*EXERCISE BRIEF:*
Pull out every line of text in the records below and reproduce it without changes, omitting the pictures.

───── TASK INPUTS ─────

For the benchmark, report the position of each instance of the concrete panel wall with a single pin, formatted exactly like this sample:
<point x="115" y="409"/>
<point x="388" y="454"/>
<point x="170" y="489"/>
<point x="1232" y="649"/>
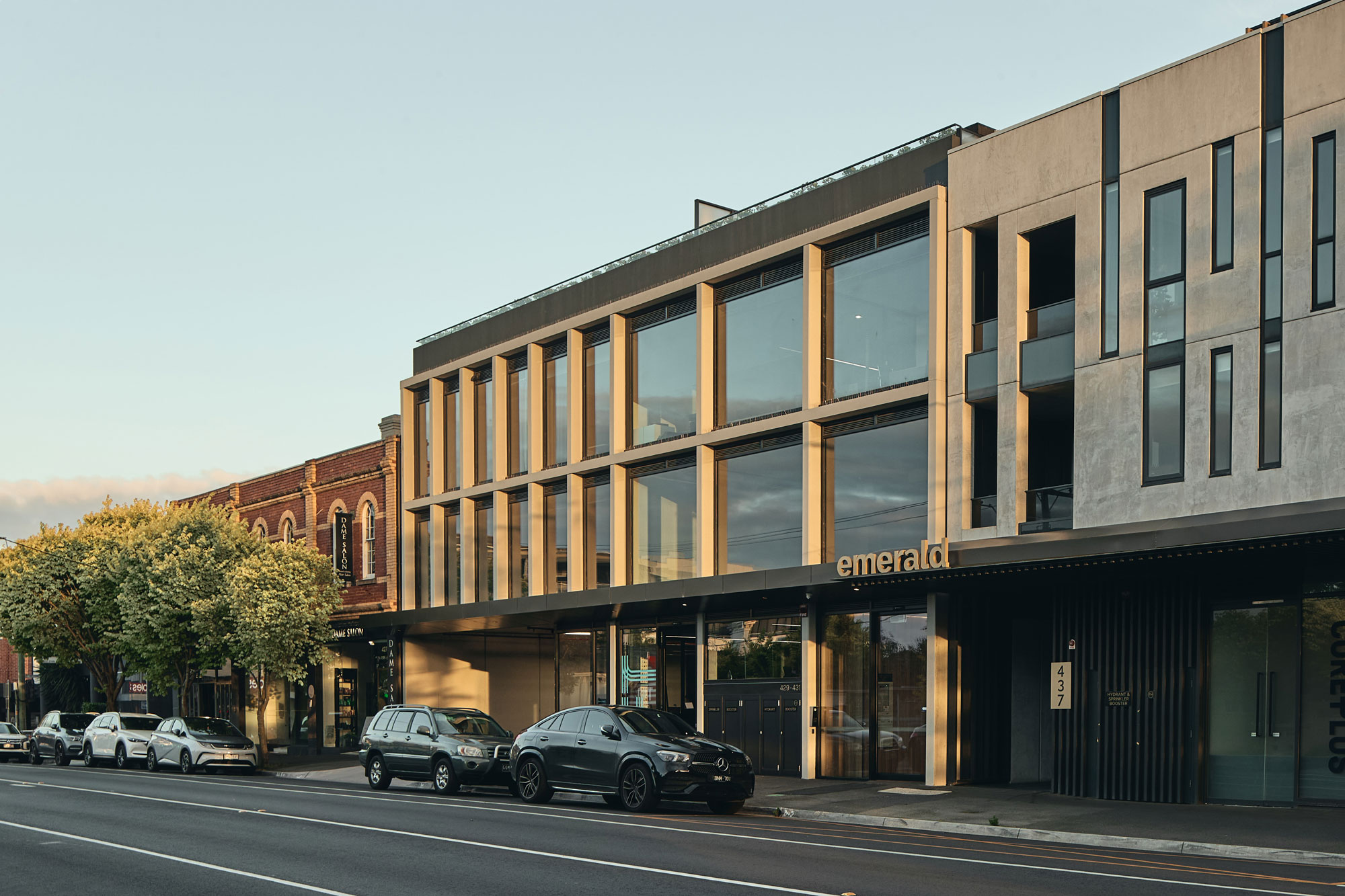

─────

*RESULT OF THE TASK:*
For the benchmark, report the position of each instance of the concrete panel wall with a single pin, formatted exactly like this sample:
<point x="115" y="409"/>
<point x="388" y="454"/>
<point x="170" y="489"/>
<point x="1232" y="649"/>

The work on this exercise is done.